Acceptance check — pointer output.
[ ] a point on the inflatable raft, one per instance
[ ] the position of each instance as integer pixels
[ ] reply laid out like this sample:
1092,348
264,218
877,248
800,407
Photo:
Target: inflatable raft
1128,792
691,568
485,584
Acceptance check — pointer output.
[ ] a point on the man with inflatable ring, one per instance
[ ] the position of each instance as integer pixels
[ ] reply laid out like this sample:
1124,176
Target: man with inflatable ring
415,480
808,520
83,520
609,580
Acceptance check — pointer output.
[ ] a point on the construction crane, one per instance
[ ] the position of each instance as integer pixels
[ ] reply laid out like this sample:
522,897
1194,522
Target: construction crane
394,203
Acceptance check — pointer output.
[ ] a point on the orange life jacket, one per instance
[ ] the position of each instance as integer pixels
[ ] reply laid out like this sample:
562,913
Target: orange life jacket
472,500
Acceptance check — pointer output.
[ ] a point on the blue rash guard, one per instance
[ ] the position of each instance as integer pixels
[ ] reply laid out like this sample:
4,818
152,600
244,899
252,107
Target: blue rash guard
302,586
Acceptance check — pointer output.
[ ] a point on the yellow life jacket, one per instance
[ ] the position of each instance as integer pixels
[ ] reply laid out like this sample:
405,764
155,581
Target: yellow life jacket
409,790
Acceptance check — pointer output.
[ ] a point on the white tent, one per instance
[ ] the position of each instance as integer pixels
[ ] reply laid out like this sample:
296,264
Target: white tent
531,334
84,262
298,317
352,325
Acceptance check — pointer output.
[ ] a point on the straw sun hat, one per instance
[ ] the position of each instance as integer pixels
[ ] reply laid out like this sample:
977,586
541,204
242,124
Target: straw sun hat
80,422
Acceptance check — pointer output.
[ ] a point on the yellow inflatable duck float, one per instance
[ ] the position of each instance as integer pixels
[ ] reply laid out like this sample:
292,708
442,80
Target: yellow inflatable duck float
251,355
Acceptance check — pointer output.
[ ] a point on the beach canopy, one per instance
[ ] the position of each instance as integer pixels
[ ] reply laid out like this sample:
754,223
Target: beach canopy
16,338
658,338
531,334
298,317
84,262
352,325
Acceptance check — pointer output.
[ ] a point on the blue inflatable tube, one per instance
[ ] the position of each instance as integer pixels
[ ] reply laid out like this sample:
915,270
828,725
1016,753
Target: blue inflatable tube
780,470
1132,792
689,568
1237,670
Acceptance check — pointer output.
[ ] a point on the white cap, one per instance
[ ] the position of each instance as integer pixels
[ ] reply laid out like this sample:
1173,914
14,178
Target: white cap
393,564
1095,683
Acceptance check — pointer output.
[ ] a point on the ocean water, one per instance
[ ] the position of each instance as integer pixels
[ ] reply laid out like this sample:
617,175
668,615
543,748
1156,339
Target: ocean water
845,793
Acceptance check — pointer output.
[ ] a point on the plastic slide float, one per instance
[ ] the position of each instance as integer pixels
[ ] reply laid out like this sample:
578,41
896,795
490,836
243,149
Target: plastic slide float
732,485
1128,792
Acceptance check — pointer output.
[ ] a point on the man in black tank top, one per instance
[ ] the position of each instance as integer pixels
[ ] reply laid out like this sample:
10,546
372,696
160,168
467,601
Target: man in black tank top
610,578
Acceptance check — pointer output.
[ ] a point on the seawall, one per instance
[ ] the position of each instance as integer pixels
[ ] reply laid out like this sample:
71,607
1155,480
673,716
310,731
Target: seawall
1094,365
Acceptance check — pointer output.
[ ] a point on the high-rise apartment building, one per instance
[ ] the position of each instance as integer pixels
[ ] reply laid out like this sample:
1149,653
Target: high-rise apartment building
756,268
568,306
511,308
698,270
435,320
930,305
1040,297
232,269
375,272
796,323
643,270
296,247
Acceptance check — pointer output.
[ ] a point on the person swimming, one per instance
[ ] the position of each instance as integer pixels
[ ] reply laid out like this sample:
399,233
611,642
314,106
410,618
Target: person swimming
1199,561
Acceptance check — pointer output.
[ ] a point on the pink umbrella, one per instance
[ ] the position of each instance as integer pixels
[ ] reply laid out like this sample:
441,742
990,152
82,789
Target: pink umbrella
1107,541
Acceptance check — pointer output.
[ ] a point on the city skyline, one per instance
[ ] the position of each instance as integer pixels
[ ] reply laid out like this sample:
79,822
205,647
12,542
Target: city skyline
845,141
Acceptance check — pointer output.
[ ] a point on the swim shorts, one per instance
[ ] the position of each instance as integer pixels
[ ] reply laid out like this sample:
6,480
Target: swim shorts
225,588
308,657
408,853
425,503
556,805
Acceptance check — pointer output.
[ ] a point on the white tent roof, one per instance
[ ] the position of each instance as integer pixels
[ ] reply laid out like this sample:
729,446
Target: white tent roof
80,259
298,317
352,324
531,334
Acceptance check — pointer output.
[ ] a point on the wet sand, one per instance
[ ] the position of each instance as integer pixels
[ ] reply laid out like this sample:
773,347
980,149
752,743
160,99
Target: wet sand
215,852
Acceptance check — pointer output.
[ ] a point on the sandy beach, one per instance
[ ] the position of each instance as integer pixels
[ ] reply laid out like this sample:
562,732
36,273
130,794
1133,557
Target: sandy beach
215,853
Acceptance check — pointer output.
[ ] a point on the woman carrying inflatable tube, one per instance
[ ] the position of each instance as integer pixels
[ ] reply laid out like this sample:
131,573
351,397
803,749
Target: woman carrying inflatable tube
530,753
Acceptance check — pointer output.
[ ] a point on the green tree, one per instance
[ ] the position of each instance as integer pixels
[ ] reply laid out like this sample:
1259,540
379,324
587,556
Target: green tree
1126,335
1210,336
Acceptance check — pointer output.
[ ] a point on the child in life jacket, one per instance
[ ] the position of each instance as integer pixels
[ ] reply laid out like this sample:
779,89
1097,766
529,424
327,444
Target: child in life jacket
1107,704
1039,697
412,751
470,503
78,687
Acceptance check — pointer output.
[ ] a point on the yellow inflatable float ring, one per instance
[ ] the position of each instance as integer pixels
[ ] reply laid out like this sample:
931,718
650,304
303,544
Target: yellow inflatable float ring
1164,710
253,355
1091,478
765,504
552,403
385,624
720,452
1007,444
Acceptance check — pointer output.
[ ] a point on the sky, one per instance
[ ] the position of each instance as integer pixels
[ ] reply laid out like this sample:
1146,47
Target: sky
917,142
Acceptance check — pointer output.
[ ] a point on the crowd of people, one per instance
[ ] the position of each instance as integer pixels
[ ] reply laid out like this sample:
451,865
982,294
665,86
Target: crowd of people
◆ ◆ ◆ ◆
### Task
Please write the full listing out again, exactly.

### Task solution
Acceptance check — pointer output.
[ ] a point on the inflatable raft, one per instance
[ ] the position of each instance as integer pixels
[ ] reply laid out like this sample:
1092,348
264,218
877,248
800,407
Photo:
Target: inflatable raft
1128,792
691,568
485,584
Acceptance check — pointer output.
[ ] a point on the man with inflatable ring, one per instance
[ ] the position of each instance as integer pixels
[ ] reply laid out like this sample:
1124,176
Target: man with inflatable ring
415,480
808,520
83,520
609,580
Acceptance check — pointer output.
[ ] a point on the construction crane, one per instance
[ ] the position of each instance as integer pixels
[ ] reply laid out like this sample:
522,897
1194,522
Target: construction crane
394,203
Acceptance check — pointer output.
[ ] a point on the orange life jacket, one per instance
[ ] the position of each instance as integer pixels
[ ] reply laid out like this sample:
562,913
Target: orange life jacket
472,500
Acceptance check — pointer output.
[ ] a point on the blue rash guard, one per instance
[ ] the position of each instance as integer pixels
[ ] reply laid out like this sample:
4,818
152,600
244,899
252,107
Target: blue rash guard
302,586
Acceptance check — pointer output.
[ ] a point on the yellow life jacket, one per instance
[ ] the position of each instance as integer pixels
[ ] reply laid out like this sample:
405,764
155,581
Target: yellow life jacket
409,790
Acceptance check — pointer output.
[ ] a point on the white tent, one per instance
[ ] the position of each instance as integer pixels
[ ] reply laid out like this sample:
296,264
Target: white tent
531,334
84,262
298,317
352,325
Acceptance check — pointer output.
[ ] a point on the straw sun hat, one per instance
[ ] the position of each instance as integer pixels
[ ] reply laid out like this sample:
977,586
541,204
242,124
Target: straw sun hat
80,422
Acceptance check — pointer output.
[ ] a point on the yellow inflatable duck float, one per instance
[ ] the position of each instance as integer pixels
[ ] reply laid out like this sample:
292,708
442,80
Target: yellow inflatable duck float
251,355
Acceptance check — pointer output.
[ ] a point on the beach canopy, one per instance
[ ] the position of each instance as integer pixels
[ ] reply laid out like this sample:
754,223
Target: beach canopy
16,338
658,338
531,334
298,317
84,262
352,325
Acceptance check — pointer output.
[ ] a point on the blue inflatable tube, one per instance
[ ] the position of each instance as integer pixels
[ ] reply laid out like this sample:
915,270
828,725
1016,753
Target: blue inflatable tube
780,470
1132,792
689,568
1237,670
Acceptance check — pointer output.
[ ] a point on the white cap, one per instance
[ ] the position of each instance as integer pixels
[ ] reply laid out like this sample:
1173,914
14,178
Target: white cap
393,564
1095,683
Acceptance check — pointer output.
[ ] a point on the ocean water, one per instance
[ ] the position of each instance as integer pixels
[ ] reply laid out like this sample:
617,175
668,615
543,748
1156,339
Target: ocean water
845,793
Acceptance check — pointer output.
[ ] a point on the plastic slide float, one per instance
[ ] the position of each instance as integer pixels
[ ] reply laid out like this sample:
578,41
896,795
490,836
243,149
Target: plastic slide float
732,485
1128,792
Acceptance check — pointer output.
[ ] a point on the man in black tank top, one per instance
[ ] the position of each instance as integer pixels
[ ] reply laid out like this sample:
10,546
372,696
160,168
467,601
Target: man in black tank top
610,578
Acceptance check — pointer output.
[ ] a point on the seawall, one per instance
[ ] the position of each instance as integer pixels
[ ] reply laid out like this sample:
71,607
1155,480
673,716
310,731
Target: seawall
1094,365
Acceptance check — pointer output.
[ ] a point on the high-rise apartment building, one per instance
[ ] the position of each instance as integer pixels
[ ] reply laid out like this sample:
1149,653
Target: high-rise apartment building
756,268
568,306
511,308
698,270
435,320
930,305
1040,297
232,269
375,272
796,323
643,270
296,247
Acceptance check — pointer output.
[ ] a point on the person swimming, one per instance
[ ] the position of each instance as integer pixels
[ ] reply laid out like this sample:
399,233
611,642
314,106
410,618
Target: person swimming
1199,561
Acceptance check — pointer output.
[ ] a point on the pink umbrella, one per instance
[ ] the position of each instance as integer pixels
[ ] reply laid out like this sample:
441,742
990,152
82,789
Target: pink umbrella
1107,541
Acceptance check — pointer output.
[ ] a point on the city skyline, one per instance
[ ] the position of each instance as integer pixels
[ ] reply laid out like this sample:
79,822
205,647
12,542
Target: city skyline
845,141
Acceptance check — pointer output.
[ ] a point on the swim shorts, one per instance
[ ] the position of each instance as integer pixels
[ ] reply laid out like this sample:
6,480
Target: swim shorts
225,588
308,657
408,853
425,503
556,805
Acceptance check — pointer output.
[ ] a point on the white tent roof, one per instance
[ ] the position of each instance as integer pixels
[ ] reply laid out like this sample:
729,446
Target: white tent roof
80,259
298,317
352,324
531,334
Acceptance check — pointer output.
[ ] a point on the wet sand, one per instance
[ ] the position of each instance as integer pixels
[ ] reply laid out like this sample:
773,347
980,149
752,743
160,99
Target: wet sand
215,852
Acceptance check — pointer output.
[ ] a point on the sandy beach, one per instance
[ ] the position of each instance as integer pixels
[ ] reply laid out like this sample:
562,732
36,273
130,794
1133,557
Target: sandy beach
215,853
Acceptance check — pointer output.
[ ] a point on the woman carrying inflatable tube, one per instance
[ ] the position of each instance as integer pixels
[ ] reply laid out like this sample:
131,573
351,397
803,749
Target: woman carrying inflatable tube
530,753
Acceptance check — pointer output.
[ ] a point on the green tree, one per instance
[ ] the position of each instance as integer pixels
[ ] reply laid out like this sample:
1259,540
379,324
587,556
Target: green tree
1126,335
1210,336
Acceptance check — pointer output.
[ ] a point on the child in life jacket, one per instance
[ ] the position of each instance as integer pixels
[ ] reply laid out like this sample:
779,89
1097,766
529,424
327,444
Target: child in life jacket
1107,704
1039,697
412,751
470,503
78,687
Acceptance check — pointer output.
[ ] a point on the yellow inflatable float ring, one per instance
[ ] the position of each instance as integer pixels
[ ] reply laid out like this sample:
931,718
650,304
303,544
Target: yellow inflatable float ring
1164,710
253,355
1091,478
765,504
552,403
385,624
720,452
1007,444
Acceptance check — pointer output.
[ ] a point on the sky, one per instance
[ ] the position of each instance as integer pixels
[ ] reply laid out like this sample:
1146,47
Target: sky
917,142
Acceptance check — pointer output.
[ ] a point on the crowd of people, one per instance
[ ] the position of each instance as integer pixels
[ ] reply laid out like this sample:
451,865
982,294
665,86
Target: crowd of people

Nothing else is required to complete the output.